PROBLEM DESCRIPTION: Copy out each entry below verbatim, skipping the images.

DATA EXTRACTS:

==============================

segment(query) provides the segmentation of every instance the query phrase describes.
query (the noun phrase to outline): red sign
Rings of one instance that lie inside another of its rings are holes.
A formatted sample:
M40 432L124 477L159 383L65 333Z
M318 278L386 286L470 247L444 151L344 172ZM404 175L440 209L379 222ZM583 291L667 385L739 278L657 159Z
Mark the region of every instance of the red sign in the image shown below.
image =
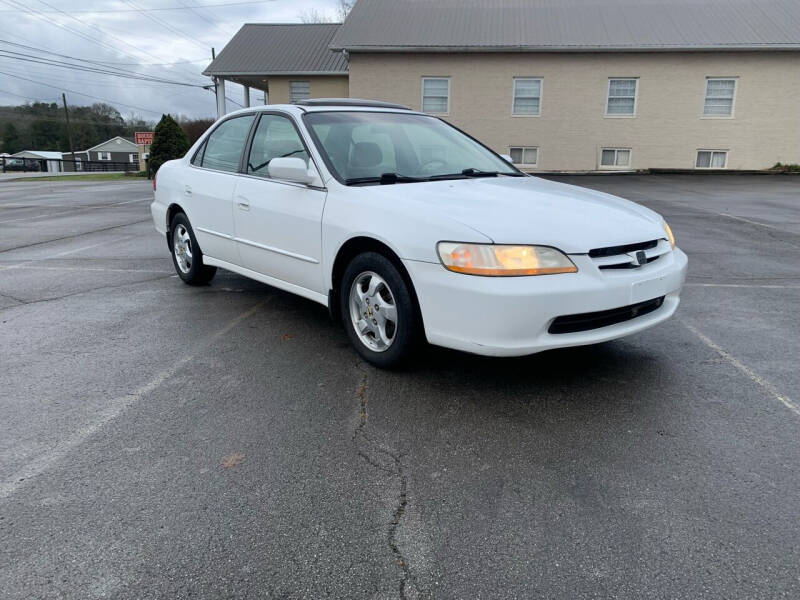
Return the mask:
M133 139L137 145L149 146L153 143L153 132L137 131L133 134Z

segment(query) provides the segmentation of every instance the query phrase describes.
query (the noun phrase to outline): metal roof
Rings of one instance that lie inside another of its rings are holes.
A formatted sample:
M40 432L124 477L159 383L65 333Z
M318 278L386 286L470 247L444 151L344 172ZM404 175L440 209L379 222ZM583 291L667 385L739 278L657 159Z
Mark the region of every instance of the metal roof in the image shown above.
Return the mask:
M347 59L328 45L339 23L247 23L203 75L346 75Z
M11 156L19 158L42 158L46 160L61 160L61 152L53 152L52 150L21 150L15 152Z
M800 50L800 1L358 0L331 48Z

==============================

TASK OUTPUT:
segment(query) provides the segmentation of every instance the query phrase describes.
query (the noun phrase to outline): red sign
Rings of one instance that lie inside another of its rings are holes.
A formatted sample:
M40 432L124 477L159 383L65 333Z
M318 278L386 286L470 247L444 151L344 172ZM404 175L440 209L379 222ZM583 291L667 385L739 278L657 159Z
Mark the region of every instance of the red sign in the image shown below.
image =
Return the mask:
M133 139L137 145L149 146L153 143L153 132L137 131L133 134Z

segment(query) provides the segmentation of every instance the query phrase describes.
query (the noun phrase to outline): metal roof
Rings of one instance that lie inside another of its rings are holes.
A formatted sample:
M40 432L124 477L159 383L65 333Z
M318 278L386 286L470 247L444 151L344 172ZM404 175L440 209L379 222ZM583 291L667 385L739 278L657 159Z
Mark the region of every instance of the metal roof in the image shown above.
Return the mask:
M347 59L328 45L339 23L247 23L203 75L346 75Z
M11 156L19 158L42 158L46 160L61 160L61 152L53 152L52 150L21 150L15 152Z
M800 50L800 1L358 0L331 48Z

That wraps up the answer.